**GOAL 1**
In the text about Viva Gold, reproduce word for word the part that opens with the words "Viva Gold represents" and closes with "fall back on.".
**GOAL 2**
According to the text about Viva Gold, what events would leave the company with no other project to fall back on?

**QUOTED TEXT**
######

Viva Gold represents a particular niche in the mining industry: the single-asset junior company. Unlike larger mining companies with portfolios of projects spread across multiple geographies and at various development stages, Viva Gold has bet its entire value proposition on one deposit and its ability to advance it. This concentration creates both opportunity and risk. The opportunity is focus: all of the company’s capital and management effort goes toward one project, increasing the odds of successful execution. The risk is that if Tonopah encounters permitting delays, ore grade or tonnage falls short of early estimates, or market conditions change, there is no other project to fall back on.

The Tonopah deposit and the Walker Lane

The Tonopah Gold Project sits on the Walker Lane, a major structural feature in Nevada and California known for its prolific mineralization. The Lane is home to several operating gold mines, including Kinross Gold’s Round Mountain mine and other significant producers. Tonopah itself is a historic town with deep roots in Nevada mining—silver was discovered there in the 1800s, and the town boomed as a mining center before eventually declining as mines exhausted their reserves or became uneconomical. Modern exploration in the Tonopah district has identified a large low-grade gold deposit that earlier generations of miners did not exploit, either because gold prices were too low at the time or because the technology to mine it efficiently did not exist.

######

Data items
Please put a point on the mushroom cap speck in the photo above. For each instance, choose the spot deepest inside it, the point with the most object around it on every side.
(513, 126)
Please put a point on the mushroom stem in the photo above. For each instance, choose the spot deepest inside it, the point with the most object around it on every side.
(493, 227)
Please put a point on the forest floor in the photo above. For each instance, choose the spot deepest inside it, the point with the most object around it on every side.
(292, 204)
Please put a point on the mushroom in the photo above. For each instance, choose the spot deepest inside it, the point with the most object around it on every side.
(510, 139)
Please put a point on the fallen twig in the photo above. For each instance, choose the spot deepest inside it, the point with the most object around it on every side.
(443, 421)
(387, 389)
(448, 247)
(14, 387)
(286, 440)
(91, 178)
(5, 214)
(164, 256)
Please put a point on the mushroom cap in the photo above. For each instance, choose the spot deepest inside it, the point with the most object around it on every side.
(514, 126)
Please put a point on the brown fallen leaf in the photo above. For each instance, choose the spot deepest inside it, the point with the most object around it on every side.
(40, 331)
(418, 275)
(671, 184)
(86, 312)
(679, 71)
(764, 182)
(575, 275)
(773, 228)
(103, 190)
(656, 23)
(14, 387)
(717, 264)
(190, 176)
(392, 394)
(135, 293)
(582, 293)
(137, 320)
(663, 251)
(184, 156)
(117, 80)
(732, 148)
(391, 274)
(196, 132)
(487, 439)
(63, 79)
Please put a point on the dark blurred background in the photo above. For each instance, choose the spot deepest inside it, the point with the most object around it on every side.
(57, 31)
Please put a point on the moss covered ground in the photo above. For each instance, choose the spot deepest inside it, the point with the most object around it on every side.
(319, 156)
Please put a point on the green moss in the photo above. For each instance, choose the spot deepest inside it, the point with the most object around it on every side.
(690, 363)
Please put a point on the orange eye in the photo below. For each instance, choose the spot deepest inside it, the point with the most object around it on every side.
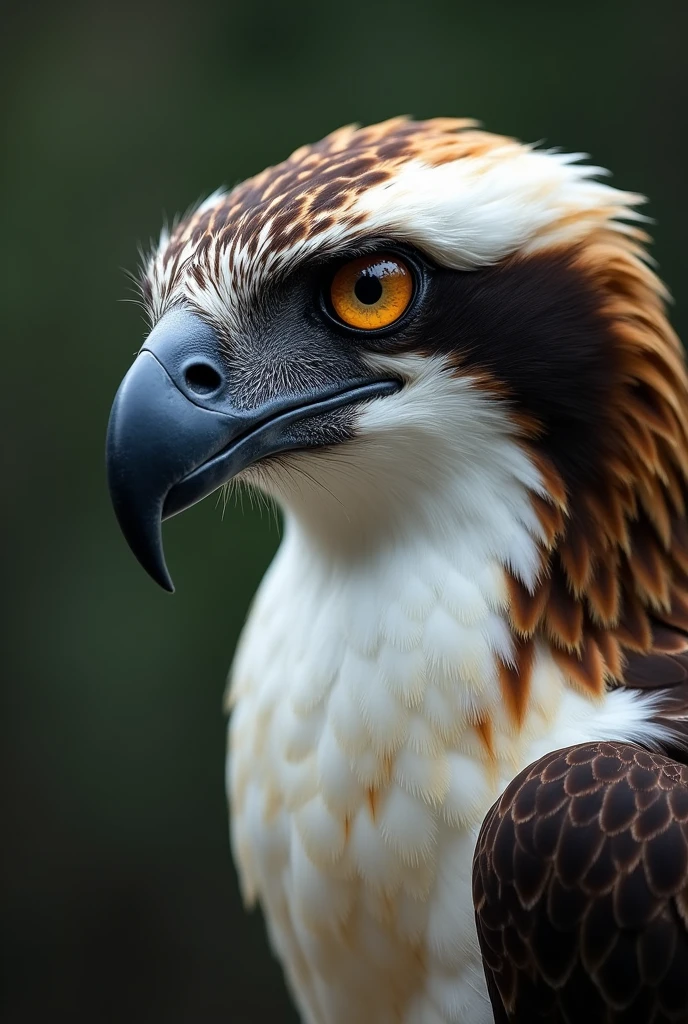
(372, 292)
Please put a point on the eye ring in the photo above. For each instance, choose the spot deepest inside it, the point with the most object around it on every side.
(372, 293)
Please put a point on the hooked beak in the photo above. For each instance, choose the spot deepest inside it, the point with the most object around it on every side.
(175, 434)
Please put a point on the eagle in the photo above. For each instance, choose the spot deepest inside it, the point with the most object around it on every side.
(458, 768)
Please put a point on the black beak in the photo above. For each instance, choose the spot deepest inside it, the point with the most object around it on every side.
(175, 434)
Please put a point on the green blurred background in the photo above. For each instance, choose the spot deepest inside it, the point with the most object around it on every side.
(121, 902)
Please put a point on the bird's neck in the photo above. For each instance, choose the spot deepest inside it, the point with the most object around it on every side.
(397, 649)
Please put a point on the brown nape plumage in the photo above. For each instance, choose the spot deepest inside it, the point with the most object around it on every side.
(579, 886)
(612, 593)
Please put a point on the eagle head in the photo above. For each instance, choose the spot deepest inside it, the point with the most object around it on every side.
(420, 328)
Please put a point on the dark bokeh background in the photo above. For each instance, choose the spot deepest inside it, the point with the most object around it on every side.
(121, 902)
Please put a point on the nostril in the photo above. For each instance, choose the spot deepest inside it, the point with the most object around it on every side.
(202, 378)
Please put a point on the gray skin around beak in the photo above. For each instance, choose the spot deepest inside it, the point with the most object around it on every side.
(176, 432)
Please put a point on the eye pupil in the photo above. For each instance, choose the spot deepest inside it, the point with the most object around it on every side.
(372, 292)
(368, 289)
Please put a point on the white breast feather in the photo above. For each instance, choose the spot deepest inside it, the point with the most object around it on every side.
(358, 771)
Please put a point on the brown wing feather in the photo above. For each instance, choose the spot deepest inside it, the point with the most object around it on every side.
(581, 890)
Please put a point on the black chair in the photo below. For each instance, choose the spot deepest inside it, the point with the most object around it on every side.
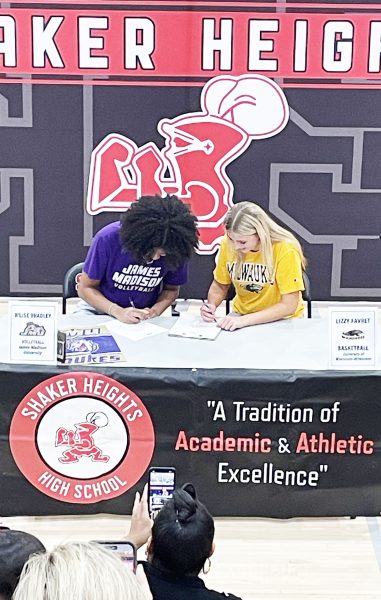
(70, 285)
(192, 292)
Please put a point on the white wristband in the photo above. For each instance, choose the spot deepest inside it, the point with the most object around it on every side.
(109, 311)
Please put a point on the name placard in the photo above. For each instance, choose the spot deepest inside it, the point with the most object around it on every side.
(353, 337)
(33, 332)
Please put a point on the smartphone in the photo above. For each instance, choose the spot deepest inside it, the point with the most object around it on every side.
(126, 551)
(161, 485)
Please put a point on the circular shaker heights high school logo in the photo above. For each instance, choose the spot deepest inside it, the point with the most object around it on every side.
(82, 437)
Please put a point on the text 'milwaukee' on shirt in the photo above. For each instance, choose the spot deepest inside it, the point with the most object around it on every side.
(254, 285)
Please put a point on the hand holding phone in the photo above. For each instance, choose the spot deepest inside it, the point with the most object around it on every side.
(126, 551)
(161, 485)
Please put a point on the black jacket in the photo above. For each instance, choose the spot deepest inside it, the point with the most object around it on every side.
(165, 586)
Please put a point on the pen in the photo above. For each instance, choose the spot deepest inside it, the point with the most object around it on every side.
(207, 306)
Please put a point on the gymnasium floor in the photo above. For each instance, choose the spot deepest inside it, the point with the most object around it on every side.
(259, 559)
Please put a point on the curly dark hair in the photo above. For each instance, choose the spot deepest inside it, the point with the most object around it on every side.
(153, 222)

######

**EXERCISE OUTPUT 1**
Viva Gold represents a particular niche in the mining industry: the single-asset junior company. Unlike larger mining companies with portfolios of projects spread across multiple geographies and at various development stages, Viva Gold has bet its entire value proposition on one deposit and its ability to advance it. This concentration creates both opportunity and risk. The opportunity is focus: all of the company’s capital and management effort goes toward one project, increasing the odds of successful execution. The risk is that if Tonopah encounters permitting delays, ore grade or tonnage falls short of early estimates, or market conditions change, there is no other project to fall back on.

**EXERCISE OUTPUT 2**
- Tonopah encounters permitting delays
- Ore grade or tonnage falls short of early estimates
- Market conditions change